Do this: Output the data that follows exactly, line for line.

Start of Provided material

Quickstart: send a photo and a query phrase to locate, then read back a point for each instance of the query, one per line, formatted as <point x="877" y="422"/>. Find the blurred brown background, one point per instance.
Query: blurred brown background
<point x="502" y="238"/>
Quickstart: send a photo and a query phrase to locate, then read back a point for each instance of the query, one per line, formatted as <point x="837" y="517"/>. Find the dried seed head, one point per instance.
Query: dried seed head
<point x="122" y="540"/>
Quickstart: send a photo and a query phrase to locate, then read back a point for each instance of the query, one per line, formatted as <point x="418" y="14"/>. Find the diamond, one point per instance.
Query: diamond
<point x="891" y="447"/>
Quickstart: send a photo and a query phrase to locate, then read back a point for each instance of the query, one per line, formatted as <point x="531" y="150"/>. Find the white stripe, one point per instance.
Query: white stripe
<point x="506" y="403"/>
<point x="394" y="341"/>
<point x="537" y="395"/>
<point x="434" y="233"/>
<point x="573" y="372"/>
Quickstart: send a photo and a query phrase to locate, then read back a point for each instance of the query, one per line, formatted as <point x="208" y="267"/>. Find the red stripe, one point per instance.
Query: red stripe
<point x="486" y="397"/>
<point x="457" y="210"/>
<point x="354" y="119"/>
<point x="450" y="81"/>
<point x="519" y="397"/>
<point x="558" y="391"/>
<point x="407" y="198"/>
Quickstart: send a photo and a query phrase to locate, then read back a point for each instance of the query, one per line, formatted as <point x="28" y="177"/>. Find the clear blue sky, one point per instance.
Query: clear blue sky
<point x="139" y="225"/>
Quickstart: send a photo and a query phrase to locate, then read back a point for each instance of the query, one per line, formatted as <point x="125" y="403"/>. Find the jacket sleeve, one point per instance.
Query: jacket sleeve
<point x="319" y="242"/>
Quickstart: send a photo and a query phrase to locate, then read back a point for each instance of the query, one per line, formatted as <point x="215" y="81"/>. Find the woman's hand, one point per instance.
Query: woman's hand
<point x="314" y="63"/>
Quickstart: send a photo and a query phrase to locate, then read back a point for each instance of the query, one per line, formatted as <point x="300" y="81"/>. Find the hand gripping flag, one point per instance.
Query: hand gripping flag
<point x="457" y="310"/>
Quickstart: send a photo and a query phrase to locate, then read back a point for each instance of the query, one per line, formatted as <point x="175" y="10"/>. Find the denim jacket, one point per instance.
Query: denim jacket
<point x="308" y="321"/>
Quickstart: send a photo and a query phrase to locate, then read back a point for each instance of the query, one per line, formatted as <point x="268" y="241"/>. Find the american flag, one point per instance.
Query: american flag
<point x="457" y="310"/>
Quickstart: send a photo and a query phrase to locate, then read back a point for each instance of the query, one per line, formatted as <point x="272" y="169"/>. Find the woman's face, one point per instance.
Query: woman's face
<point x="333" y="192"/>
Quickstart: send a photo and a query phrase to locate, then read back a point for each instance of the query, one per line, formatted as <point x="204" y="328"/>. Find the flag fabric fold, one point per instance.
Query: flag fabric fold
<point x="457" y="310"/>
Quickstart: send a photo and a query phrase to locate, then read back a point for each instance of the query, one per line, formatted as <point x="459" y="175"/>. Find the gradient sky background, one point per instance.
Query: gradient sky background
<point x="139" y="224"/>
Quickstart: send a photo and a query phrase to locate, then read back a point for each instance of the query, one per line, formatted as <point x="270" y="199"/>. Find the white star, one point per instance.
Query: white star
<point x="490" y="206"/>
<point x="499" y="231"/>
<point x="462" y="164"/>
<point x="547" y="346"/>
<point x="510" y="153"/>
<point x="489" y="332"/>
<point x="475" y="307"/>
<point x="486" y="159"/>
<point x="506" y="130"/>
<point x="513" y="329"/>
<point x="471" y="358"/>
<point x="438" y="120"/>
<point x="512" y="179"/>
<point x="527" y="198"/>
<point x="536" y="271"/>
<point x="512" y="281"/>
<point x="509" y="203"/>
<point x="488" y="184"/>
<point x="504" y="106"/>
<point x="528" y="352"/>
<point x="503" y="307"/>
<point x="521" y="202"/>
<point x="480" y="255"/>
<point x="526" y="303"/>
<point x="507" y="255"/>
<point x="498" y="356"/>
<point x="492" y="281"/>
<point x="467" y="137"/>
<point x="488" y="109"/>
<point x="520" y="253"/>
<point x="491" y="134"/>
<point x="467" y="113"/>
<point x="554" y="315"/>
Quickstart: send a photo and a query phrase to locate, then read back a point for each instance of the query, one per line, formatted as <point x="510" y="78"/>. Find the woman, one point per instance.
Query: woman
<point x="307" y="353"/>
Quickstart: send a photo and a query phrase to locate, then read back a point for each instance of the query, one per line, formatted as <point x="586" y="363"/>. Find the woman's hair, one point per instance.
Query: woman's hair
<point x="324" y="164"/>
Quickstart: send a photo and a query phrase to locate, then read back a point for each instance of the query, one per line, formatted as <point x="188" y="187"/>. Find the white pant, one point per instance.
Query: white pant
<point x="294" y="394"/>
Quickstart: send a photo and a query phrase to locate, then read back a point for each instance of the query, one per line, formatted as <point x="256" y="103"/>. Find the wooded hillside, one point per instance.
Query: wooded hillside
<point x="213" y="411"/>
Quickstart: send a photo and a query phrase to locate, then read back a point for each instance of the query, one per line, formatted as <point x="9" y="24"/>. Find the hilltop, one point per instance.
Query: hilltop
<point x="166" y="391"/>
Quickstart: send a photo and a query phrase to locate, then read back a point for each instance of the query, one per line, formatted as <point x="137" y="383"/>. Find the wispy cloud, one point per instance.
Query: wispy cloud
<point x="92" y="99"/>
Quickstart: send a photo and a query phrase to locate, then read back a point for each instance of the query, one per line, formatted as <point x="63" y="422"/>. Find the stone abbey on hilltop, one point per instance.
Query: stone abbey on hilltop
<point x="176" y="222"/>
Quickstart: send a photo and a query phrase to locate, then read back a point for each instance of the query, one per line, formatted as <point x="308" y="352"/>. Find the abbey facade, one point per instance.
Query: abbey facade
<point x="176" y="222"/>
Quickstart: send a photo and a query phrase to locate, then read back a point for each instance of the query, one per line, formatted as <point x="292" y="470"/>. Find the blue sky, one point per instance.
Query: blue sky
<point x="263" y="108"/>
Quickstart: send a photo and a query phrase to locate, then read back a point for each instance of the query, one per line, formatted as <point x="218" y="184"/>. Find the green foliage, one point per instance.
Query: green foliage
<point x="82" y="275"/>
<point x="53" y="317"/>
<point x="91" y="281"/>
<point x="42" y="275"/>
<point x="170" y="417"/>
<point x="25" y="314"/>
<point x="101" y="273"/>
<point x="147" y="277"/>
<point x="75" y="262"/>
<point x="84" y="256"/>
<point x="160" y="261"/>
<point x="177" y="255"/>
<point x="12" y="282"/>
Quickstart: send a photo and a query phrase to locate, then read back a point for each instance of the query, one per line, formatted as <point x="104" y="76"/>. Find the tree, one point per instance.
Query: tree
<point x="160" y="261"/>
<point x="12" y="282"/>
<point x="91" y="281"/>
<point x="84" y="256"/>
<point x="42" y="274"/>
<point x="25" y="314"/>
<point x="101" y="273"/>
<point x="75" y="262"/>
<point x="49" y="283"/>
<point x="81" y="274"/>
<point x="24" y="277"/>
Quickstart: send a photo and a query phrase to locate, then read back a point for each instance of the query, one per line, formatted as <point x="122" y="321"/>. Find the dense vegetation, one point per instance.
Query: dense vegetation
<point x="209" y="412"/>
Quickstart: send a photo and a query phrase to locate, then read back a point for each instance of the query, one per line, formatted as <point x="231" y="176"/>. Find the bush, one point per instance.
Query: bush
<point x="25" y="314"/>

End of Provided material

Task solution:
Quickstart: send a photo and a query phrase to locate, then read back a point for each instance of the query, one per line, formatted as <point x="877" y="422"/>. Find the blurred brown background, one point per instance.
Query: blurred brown background
<point x="502" y="238"/>
Quickstart: send a photo and a query phrase to locate, then read back a point for each instance of the query, one per line, formatted as <point x="837" y="517"/>. Find the dried seed head, one point per instance.
Query: dried seed head
<point x="122" y="540"/>
Quickstart: send a photo and a query phrase to locate, then read back a point for each instance of the query, one per line, formatted as <point x="418" y="14"/>. Find the diamond, one point per instance.
Query: diamond
<point x="891" y="447"/>
Quickstart: send a photo and a query phrase to locate, then read back a point for each instance of the query, one per line, formatted as <point x="531" y="150"/>. Find the white stripe, one point per instance.
Query: white stripe
<point x="506" y="403"/>
<point x="394" y="341"/>
<point x="537" y="395"/>
<point x="434" y="233"/>
<point x="573" y="372"/>
Quickstart: send a photo and a query phrase to locate, then read back a point for each instance of the query, one per line, formatted as <point x="208" y="267"/>. Find the red stripe, one point per instance.
Query: red stripe
<point x="486" y="397"/>
<point x="457" y="210"/>
<point x="354" y="119"/>
<point x="450" y="81"/>
<point x="519" y="397"/>
<point x="558" y="391"/>
<point x="407" y="198"/>
Quickstart: send a photo and a query phrase to locate, then read back a point for each instance of the query, one per line, formatted as <point x="28" y="177"/>. Find the clear blue sky, one point per instance.
Query: clear blue sky
<point x="139" y="225"/>
Quickstart: send a photo and a query phrase to locate, then read back a point for each instance of the query, one per line, formatted as <point x="125" y="403"/>. Find the jacket sleeve, one point per instance.
Query: jacket sleeve
<point x="319" y="242"/>
Quickstart: send a photo and a query phrase to locate, then read back a point for each instance of the query, one per line, formatted as <point x="215" y="81"/>. Find the woman's hand, one point per instance.
Query: woman's hand
<point x="314" y="63"/>
Quickstart: send a photo and a query phrase to locate, then read back a point for each instance of the query, one per line, formatted as <point x="300" y="81"/>. Find the hand gripping flag, one point per instance.
Query: hand gripping flag
<point x="457" y="310"/>
Quickstart: send a photo and a query phrase to locate, then read back a point for each instance of the query, one per line, formatted as <point x="175" y="10"/>. Find the denim jacket, one point per instance.
Query: denim jacket
<point x="308" y="321"/>
Quickstart: send a photo and a query phrase to locate, then read back a point for each instance of the query, one per line, formatted as <point x="268" y="241"/>. Find the american flag, one point per instance.
Query: american flag
<point x="457" y="310"/>
Quickstart: send a photo and a query phrase to locate, then read back a point for each instance of the query, one per line, formatted as <point x="272" y="169"/>. Find the woman's face, one point per instance.
Query: woman's face
<point x="333" y="192"/>
Quickstart: send a photo and a query phrase to locate, then read back a point for each instance of the query, one per line, formatted as <point x="204" y="328"/>. Find the flag fabric fold, one point per instance.
Query: flag fabric fold
<point x="457" y="310"/>
Quickstart: send a photo and a query phrase to locate, then read back a point for each instance of the query, one per line, formatted as <point x="459" y="175"/>. Find the gradient sky background, one point per instance.
Query: gradient sky background
<point x="139" y="224"/>
Quickstart: send a photo and a query phrase to locate, then read back a point for each instance of the query, one per line, formatted as <point x="270" y="199"/>. Find the white star, one point per instance.
Query: white star
<point x="490" y="206"/>
<point x="499" y="231"/>
<point x="462" y="164"/>
<point x="547" y="346"/>
<point x="510" y="153"/>
<point x="489" y="332"/>
<point x="475" y="307"/>
<point x="486" y="159"/>
<point x="506" y="130"/>
<point x="513" y="329"/>
<point x="471" y="358"/>
<point x="438" y="120"/>
<point x="512" y="179"/>
<point x="527" y="198"/>
<point x="536" y="271"/>
<point x="512" y="281"/>
<point x="509" y="203"/>
<point x="488" y="184"/>
<point x="504" y="106"/>
<point x="528" y="352"/>
<point x="503" y="307"/>
<point x="521" y="202"/>
<point x="480" y="255"/>
<point x="526" y="303"/>
<point x="507" y="255"/>
<point x="498" y="356"/>
<point x="492" y="281"/>
<point x="467" y="137"/>
<point x="488" y="109"/>
<point x="520" y="253"/>
<point x="491" y="134"/>
<point x="467" y="113"/>
<point x="554" y="315"/>
Quickstart: send a photo and a query phrase to locate, then read back a point for each instance of the query, one per line, formatted as <point x="510" y="78"/>. Find the woman, one point per instance.
Query: woman
<point x="307" y="353"/>
Quickstart: send a photo and a query phrase to locate, then read back a point for each instance of the query, one per line, formatted as <point x="586" y="363"/>. Find the woman's hair, one point per instance.
Query: woman's hair
<point x="324" y="164"/>
Quickstart: send a photo and a query phrase to locate, then read back a point for each instance of the query, one per line, formatted as <point x="188" y="187"/>. Find the white pant, one point per instance.
Query: white pant
<point x="294" y="394"/>
Quickstart: send a photo and a query phrase to locate, then read back a point for each instance of the query, one per line, formatted as <point x="256" y="103"/>. Find the wooded hillside, one point per instance.
Query: wooded hillside
<point x="213" y="411"/>
Quickstart: send a photo and a query phrase to locate, then read back a point for each instance of the query, one per line, formatted as <point x="9" y="24"/>. Find the hilltop, one point per instance.
Query: hilltop
<point x="166" y="391"/>
Quickstart: send a photo and a query phrase to locate, then read back a point for each instance of the query, one per line, formatted as <point x="137" y="383"/>. Find the wispy cloud, one point per instance.
Query: wispy cloud
<point x="92" y="99"/>
Quickstart: send a photo and a query phrase to locate, then read back a point for each instance of the query, one per line, formatted as <point x="63" y="422"/>. Find the stone abbey on hilltop, one point per instance.
Query: stone abbey on hilltop
<point x="176" y="222"/>
Quickstart: send a photo and a query phrase to locate, then read back a point for each instance of the query, one per line, formatted as <point x="308" y="352"/>. Find the abbey facade, one point per instance.
Query: abbey facade
<point x="176" y="222"/>
Quickstart: send a photo and a query phrase to locate, then read back a point for each instance of the query, one per line, formatted as <point x="292" y="470"/>. Find the blue sky, one point per instance.
Query: blue sky
<point x="263" y="108"/>
Quickstart: send a photo and a query phrase to locate, then read back a point for each instance of the query, one per line, formatted as <point x="218" y="184"/>. Find the green foliage, one point per instance.
Query: green foliage
<point x="82" y="275"/>
<point x="53" y="317"/>
<point x="91" y="281"/>
<point x="42" y="275"/>
<point x="170" y="417"/>
<point x="25" y="314"/>
<point x="101" y="273"/>
<point x="147" y="277"/>
<point x="75" y="262"/>
<point x="84" y="256"/>
<point x="160" y="261"/>
<point x="177" y="255"/>
<point x="12" y="282"/>
Quickstart: send a photo and a query phrase to locate, then read back a point for each instance of the query, one per line, formatted as <point x="104" y="76"/>. Find the tree, one point per instance.
Query: tree
<point x="160" y="261"/>
<point x="12" y="282"/>
<point x="91" y="281"/>
<point x="84" y="256"/>
<point x="42" y="274"/>
<point x="25" y="314"/>
<point x="101" y="273"/>
<point x="75" y="262"/>
<point x="49" y="283"/>
<point x="81" y="274"/>
<point x="24" y="277"/>
Quickstart: send a photo and a query phrase to locate, then read back a point for each instance of the query, one per line, formatted as <point x="122" y="321"/>. Find the dense vegetation, one point per instance.
Query: dense vegetation
<point x="209" y="412"/>
Quickstart: send a photo and a query phrase to locate, then read back a point for each instance of the query, one per line, formatted as <point x="231" y="176"/>. Find the bush, one point per instance.
Query: bush
<point x="25" y="314"/>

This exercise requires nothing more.